- **Stored items**:

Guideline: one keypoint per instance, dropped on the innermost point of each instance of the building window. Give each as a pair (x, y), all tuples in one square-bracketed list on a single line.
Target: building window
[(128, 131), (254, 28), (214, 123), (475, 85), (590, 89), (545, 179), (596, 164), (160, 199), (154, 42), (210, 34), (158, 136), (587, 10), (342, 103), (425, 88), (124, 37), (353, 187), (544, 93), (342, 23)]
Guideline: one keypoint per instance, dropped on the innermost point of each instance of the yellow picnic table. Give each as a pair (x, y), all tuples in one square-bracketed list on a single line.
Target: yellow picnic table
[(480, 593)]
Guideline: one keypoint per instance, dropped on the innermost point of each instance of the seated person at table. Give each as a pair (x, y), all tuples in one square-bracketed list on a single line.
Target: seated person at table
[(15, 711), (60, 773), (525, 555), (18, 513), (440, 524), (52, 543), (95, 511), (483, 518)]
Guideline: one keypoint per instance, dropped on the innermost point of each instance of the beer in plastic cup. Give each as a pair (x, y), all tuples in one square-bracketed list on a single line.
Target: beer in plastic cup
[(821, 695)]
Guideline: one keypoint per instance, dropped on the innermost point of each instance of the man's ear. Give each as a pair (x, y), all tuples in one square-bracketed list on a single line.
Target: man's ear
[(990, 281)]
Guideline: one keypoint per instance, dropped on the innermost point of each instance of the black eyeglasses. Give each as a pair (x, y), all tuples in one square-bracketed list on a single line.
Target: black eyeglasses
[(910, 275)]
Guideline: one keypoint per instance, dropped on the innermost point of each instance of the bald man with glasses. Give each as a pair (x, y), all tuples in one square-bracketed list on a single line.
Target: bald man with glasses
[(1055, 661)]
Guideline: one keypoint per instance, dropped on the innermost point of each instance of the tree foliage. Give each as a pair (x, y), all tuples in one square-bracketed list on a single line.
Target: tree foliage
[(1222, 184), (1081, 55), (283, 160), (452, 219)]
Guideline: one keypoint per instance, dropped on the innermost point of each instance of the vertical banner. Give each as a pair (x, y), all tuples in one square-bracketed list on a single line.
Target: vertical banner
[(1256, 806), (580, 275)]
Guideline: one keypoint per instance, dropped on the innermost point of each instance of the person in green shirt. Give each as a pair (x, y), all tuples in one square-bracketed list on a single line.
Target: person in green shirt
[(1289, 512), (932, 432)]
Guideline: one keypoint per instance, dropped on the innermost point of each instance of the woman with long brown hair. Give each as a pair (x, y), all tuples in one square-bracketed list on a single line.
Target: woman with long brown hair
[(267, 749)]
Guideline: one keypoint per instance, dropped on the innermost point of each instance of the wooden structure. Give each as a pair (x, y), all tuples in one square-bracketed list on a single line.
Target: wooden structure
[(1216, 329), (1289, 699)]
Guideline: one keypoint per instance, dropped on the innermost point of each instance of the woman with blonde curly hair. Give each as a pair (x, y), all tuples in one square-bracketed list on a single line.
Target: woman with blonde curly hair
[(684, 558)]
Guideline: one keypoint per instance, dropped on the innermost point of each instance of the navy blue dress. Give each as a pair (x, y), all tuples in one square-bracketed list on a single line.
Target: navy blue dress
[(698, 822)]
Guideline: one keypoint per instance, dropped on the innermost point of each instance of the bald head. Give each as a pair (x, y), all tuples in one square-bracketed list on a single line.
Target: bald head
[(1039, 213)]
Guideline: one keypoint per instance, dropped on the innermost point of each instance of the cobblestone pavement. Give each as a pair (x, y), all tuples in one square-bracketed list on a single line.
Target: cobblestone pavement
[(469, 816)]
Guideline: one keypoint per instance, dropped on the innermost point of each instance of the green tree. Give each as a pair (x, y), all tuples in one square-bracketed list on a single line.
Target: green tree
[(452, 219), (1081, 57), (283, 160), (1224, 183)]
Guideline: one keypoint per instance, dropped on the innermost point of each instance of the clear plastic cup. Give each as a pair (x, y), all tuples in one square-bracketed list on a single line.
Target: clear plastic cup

- **EXERCISE**: Resize the entries starting with the line that contains "of the black" and going on through the line that contains "[(267, 749)]". Reproduce every line in that span, requests included, and multiply each point coordinate in the answers by 0.75, rounding to whole numbers with halves rounded up.

- **ANSWER BELOW**:
Guideline: one keypoint per instance, dropped on the innermost point of each instance of the black eyeglasses. Give each as a pair (x, y), all tuples in one square-bracketed list on a single line.
Target: black eyeglasses
[(683, 206)]
Guideline: one keypoint per instance, dropped on the innermost point of each instance of the bald man with glasses. Give each as a pair (x, y), all tuples in one square-bracketed list on a single line.
Target: bald man with glasses
[(791, 496)]
Guideline: one keypoint per instance, dropped on the innermost point of each instance of the tree foliage. Give each as a pair (x, y), all tuples in one square-bracketed list on a single line.
Target: tree foliage
[(917, 138), (811, 41), (212, 120), (339, 164)]
Guideline: one keypoint per instance, dropped on the innermost point of each instance of the vertical banner. Give each as a pair (x, y), all tuples in one square-bracketed list on a single line.
Target: vertical banner
[(942, 605), (435, 206)]
Guideline: one keypoint per instance, dropped on the innermost point of each instance of the person in green shirt. Give each as a pair (x, y), all tuples in one square-bracketed list on a single line.
Target: person in green shirt
[(967, 384), (699, 324)]
Guideline: one keypoint per instance, dropped on the innermost point of each instance of the woman with long brown hair. Give each as a pair (x, y), all tuples in one square-bracketed list on a single line.
Target: woman with long brown hair
[(200, 562)]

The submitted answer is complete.